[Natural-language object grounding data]
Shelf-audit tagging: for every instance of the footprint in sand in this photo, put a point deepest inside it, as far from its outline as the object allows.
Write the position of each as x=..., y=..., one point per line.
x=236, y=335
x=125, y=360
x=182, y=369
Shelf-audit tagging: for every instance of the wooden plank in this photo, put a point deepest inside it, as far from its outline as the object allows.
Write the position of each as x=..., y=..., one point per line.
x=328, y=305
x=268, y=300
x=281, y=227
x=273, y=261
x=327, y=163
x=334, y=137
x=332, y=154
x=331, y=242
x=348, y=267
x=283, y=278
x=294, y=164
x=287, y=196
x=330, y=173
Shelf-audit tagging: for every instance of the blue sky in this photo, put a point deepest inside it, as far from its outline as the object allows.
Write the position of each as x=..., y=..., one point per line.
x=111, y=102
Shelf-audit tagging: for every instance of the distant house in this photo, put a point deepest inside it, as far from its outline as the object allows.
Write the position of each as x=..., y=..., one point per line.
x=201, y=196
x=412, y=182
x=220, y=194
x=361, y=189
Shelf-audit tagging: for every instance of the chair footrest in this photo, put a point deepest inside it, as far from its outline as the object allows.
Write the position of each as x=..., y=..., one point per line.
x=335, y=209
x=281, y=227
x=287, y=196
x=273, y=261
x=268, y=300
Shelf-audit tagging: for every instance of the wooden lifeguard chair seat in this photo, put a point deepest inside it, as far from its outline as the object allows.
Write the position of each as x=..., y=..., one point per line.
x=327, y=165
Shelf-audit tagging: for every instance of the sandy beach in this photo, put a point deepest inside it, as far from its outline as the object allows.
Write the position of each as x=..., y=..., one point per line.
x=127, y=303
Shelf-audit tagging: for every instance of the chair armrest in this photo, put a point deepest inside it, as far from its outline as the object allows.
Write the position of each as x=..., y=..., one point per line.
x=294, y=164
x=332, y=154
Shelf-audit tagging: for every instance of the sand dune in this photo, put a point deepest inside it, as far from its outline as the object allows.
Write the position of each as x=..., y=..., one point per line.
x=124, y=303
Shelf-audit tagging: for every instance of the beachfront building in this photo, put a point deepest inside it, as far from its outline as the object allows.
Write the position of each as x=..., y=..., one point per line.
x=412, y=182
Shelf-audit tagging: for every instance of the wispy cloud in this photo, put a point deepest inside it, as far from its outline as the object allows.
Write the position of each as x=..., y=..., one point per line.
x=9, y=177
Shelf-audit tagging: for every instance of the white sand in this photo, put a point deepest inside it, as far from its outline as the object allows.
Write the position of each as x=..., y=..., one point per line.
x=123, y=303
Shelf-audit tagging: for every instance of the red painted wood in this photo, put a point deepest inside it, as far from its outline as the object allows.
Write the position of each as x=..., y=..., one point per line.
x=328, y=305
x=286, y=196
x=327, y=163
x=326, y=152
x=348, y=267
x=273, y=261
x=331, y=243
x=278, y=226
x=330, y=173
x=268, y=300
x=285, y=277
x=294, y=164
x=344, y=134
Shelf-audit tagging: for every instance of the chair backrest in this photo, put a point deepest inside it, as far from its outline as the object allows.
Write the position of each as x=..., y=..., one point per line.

## TASK STATEMENT
Exact copies of all entries are what's needed here.

## RESULT OF THE EXERCISE
Shelf-audit tagging: for every instance of the footprint in sand in this photo, put a point deepest inside it, as far from its outline as the object allows.
Write the position of each as x=..., y=..., one point per line.
x=236, y=335
x=125, y=360
x=182, y=369
Shelf-audit tagging: for every instance of the wooden plank in this photo, put a point deepest inside it, as far from its outline as the object allows.
Write the position of each as x=..., y=..., one point per line.
x=328, y=305
x=268, y=300
x=281, y=227
x=273, y=261
x=327, y=163
x=334, y=137
x=332, y=154
x=331, y=242
x=348, y=267
x=283, y=278
x=294, y=164
x=287, y=196
x=330, y=173
Shelf-audit tagging: for every instance of the blue sky in this photo, put a point deepest inside it, as far from its outline as the object allows.
Write the position of each as x=..., y=..., one point per line.
x=111, y=102
Shelf-audit tagging: for every instance of the distant house in this photo, put a point deepest inside it, as far from its outline as the object allows.
Write the position of each as x=..., y=..., one point per line.
x=201, y=196
x=412, y=182
x=220, y=194
x=361, y=189
Shelf-audit tagging: for every instance of the chair footrest in this photo, put a point deepest inside it, as far from its outline as the object allows.
Write the position of each as x=..., y=..., one point per line.
x=335, y=209
x=281, y=227
x=287, y=196
x=273, y=261
x=268, y=300
Shelf-audit tagging: for every instance of the wooden lifeguard chair seat in this photo, put a point deepest inside it, as far from its outline as the object allows.
Write the position of each as x=..., y=..., one point per line.
x=327, y=165
Shelf-audit tagging: for every instance of the sandy beach in this photo, put a point deepest inside it, as far from its outline as the object allows.
Write the position of each as x=..., y=..., one point per line.
x=127, y=303
Shelf-audit tagging: for every instance of the chair armrest in this photo, put a point deepest inside it, as far from its outline as the object allows.
Write the position of each as x=..., y=..., one point per line.
x=294, y=164
x=332, y=154
Shelf-audit tagging: for every instance of the sand dune in this photo, put a point deepest inside it, as far from its outline as the object allows.
Write the position of each as x=..., y=..., one point per line.
x=124, y=303
Shelf-audit tagging: for every instance of the beachfront building in this photo, put a point deepest inside it, as far from its outline as the object allows.
Write the position of each as x=..., y=..., one point per line.
x=412, y=182
Shelf-audit tagging: for every instance of the wispy cloud in this photo, put a point deepest inside it, as far from its outline as the object allows.
Write the position of each as x=..., y=..., one point per line.
x=9, y=177
Shelf-audit tagging: for every instance of the white sand in this photo, put a point deepest inside it, as far from its outline as the object allows.
Write the position of each as x=..., y=..., one point per line.
x=123, y=303
Shelf-audit tagging: for every instance of the red painted wood in this photo, put a point deepest inside it, as far from its outline as the object allows.
Write the position of each as x=..., y=..., one point per line.
x=328, y=305
x=286, y=196
x=327, y=163
x=326, y=152
x=348, y=267
x=273, y=261
x=331, y=243
x=278, y=226
x=330, y=173
x=268, y=300
x=285, y=277
x=294, y=164
x=344, y=134
Shelf-audit tagging: for every instance of the chair backrest in this photo, put a point deepest inside it, as far from its outline as the object allows.
Write the position of each as x=..., y=..., one point per line.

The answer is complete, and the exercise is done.